## [Stated goal]
Rewrite everything in the listing below, from the line containing "the girl's fingers" down to the end of the listing, as a Markdown table with two columns: Number, holding the row number, and Line, holding the line itself. Leave out any blank lines.

## [Data rows]
/---

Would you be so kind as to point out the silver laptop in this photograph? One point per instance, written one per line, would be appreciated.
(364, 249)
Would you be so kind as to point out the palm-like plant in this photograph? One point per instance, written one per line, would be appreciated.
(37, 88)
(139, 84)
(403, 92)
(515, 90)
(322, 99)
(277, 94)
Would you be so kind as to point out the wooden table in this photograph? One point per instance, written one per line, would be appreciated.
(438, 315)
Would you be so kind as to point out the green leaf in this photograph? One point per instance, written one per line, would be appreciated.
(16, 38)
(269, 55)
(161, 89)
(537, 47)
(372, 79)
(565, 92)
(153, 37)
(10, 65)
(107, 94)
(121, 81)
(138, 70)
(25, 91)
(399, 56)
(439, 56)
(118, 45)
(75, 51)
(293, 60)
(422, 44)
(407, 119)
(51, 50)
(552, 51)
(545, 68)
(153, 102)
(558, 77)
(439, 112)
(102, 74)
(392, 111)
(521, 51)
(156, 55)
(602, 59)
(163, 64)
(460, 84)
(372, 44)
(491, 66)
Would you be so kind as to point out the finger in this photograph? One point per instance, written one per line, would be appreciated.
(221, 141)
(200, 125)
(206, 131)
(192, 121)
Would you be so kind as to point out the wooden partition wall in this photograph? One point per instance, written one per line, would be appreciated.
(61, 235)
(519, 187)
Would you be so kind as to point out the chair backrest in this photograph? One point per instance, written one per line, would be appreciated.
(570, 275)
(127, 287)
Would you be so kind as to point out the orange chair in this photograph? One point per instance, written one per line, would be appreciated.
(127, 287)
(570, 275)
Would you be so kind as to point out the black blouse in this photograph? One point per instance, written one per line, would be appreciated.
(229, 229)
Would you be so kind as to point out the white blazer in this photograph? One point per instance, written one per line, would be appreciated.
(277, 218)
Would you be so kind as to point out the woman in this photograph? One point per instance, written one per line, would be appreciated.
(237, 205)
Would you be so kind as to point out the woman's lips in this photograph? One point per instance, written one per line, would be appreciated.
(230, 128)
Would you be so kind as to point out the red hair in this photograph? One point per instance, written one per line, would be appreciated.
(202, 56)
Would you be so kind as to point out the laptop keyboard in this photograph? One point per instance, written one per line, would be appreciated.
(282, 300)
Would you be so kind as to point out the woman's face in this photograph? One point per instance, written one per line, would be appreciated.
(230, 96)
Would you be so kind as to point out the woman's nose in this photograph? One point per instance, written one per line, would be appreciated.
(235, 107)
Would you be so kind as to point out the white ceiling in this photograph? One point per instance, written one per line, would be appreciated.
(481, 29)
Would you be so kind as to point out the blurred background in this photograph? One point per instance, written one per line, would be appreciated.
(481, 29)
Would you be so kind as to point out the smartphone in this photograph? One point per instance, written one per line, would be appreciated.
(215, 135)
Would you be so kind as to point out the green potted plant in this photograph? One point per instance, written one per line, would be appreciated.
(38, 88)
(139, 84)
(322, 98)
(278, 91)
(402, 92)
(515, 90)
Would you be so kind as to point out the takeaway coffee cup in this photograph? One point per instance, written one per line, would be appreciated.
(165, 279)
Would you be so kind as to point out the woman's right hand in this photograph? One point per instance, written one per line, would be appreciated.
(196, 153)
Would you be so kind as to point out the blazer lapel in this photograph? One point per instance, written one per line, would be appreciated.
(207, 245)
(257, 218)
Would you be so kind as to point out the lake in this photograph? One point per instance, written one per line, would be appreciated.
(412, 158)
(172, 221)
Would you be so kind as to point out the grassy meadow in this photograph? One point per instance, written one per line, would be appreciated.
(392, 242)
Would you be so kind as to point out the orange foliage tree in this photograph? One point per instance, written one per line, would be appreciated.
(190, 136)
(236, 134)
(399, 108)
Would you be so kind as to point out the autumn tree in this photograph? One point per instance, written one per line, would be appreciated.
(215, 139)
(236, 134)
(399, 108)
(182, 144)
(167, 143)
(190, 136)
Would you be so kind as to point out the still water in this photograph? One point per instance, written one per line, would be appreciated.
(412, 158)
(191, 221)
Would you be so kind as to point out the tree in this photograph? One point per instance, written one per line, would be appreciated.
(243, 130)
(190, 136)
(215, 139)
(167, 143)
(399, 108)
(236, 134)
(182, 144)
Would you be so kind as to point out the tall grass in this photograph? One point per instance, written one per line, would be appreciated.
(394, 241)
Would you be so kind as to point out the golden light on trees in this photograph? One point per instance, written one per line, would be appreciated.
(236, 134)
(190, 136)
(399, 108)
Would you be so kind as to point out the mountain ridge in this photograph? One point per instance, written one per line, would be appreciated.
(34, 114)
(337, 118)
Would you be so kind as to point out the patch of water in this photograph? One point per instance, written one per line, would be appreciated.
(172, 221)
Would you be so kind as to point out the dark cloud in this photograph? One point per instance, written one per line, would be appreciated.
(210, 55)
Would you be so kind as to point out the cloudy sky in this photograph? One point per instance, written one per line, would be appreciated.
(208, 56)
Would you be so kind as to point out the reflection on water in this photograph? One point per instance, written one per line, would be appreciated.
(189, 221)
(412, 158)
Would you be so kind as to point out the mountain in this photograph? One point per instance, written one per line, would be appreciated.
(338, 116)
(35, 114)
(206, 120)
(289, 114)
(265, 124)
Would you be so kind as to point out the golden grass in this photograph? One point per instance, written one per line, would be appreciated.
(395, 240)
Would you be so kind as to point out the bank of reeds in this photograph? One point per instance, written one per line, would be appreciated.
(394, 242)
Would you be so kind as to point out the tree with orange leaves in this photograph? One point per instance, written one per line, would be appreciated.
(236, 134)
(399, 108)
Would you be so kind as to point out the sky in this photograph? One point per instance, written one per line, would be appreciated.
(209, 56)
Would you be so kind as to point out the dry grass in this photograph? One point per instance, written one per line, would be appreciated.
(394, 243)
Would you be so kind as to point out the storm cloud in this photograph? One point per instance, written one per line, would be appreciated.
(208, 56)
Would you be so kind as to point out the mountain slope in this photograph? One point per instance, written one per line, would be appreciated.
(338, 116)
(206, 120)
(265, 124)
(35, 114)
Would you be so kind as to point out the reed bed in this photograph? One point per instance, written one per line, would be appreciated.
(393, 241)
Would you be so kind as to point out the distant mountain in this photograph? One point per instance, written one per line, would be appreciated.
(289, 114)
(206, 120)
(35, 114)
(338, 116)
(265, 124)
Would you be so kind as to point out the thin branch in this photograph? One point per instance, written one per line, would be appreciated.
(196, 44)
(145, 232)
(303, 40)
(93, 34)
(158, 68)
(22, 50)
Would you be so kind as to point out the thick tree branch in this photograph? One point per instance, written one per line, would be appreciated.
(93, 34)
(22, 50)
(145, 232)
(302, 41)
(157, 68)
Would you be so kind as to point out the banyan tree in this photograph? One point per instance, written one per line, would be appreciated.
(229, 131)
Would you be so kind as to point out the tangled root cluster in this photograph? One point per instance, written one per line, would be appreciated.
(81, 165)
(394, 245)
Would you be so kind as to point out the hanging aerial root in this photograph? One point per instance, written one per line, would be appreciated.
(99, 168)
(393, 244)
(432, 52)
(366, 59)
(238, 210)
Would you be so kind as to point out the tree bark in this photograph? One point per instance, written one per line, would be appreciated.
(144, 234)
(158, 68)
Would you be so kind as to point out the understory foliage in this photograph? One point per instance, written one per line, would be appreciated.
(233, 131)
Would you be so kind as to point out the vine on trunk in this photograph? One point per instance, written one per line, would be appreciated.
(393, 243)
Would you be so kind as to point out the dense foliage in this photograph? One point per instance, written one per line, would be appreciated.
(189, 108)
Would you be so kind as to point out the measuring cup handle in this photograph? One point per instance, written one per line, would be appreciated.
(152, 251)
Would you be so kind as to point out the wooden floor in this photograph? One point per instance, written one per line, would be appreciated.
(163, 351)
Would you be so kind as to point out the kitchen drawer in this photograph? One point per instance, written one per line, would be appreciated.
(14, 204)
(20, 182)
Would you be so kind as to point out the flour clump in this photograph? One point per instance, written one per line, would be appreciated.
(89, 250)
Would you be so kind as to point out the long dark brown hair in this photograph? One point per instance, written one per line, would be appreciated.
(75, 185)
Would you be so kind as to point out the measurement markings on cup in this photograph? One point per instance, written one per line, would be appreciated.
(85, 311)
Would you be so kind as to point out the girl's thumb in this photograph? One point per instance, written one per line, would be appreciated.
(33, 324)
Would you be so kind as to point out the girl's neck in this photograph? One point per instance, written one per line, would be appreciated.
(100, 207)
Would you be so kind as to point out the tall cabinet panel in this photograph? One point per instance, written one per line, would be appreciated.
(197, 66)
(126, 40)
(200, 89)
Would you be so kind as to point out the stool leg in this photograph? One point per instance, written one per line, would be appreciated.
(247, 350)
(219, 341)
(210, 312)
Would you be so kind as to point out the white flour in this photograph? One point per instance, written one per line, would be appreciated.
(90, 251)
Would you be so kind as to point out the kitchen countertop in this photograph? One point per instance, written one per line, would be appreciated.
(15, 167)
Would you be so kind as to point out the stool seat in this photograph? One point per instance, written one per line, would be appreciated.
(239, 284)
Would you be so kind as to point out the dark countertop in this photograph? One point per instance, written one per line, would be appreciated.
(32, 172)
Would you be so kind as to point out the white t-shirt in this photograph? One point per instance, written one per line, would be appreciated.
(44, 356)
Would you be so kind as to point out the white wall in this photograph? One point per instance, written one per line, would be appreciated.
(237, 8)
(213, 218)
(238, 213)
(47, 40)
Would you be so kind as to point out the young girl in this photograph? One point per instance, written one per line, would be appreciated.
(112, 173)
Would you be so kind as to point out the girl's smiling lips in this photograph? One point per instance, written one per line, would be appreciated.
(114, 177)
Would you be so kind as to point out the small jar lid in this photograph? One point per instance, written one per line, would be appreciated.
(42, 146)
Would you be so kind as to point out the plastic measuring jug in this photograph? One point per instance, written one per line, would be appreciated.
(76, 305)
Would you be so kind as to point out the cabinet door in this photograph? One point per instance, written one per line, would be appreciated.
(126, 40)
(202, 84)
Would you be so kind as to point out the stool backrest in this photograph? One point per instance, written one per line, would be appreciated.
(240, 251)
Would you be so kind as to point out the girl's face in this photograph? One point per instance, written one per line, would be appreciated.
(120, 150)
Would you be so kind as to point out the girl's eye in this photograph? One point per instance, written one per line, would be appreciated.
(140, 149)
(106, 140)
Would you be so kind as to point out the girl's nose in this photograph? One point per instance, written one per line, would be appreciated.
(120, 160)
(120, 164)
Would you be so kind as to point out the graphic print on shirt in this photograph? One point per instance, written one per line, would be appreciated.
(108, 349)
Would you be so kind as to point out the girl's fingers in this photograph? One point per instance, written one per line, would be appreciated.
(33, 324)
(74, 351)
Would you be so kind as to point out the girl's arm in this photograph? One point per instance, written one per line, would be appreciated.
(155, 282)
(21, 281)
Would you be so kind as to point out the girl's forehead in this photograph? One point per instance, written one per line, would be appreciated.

\---

## [Task result]
| Number | Line |
|---|---|
| 1 | Would you be so kind as to point out the girl's fingers in this photograph? One point per instance, written one per line, would be appreciated. |
| 2 | (33, 324) |
| 3 | (74, 351) |
| 4 | Would you be so kind as to point out the girl's arm in this photograph? One point per instance, written one per line, would be appreciated. |
| 5 | (155, 282) |
| 6 | (21, 281) |
| 7 | Would you be so kind as to point out the girl's forehead in this photograph? One point per instance, written one per line, would be appreciated. |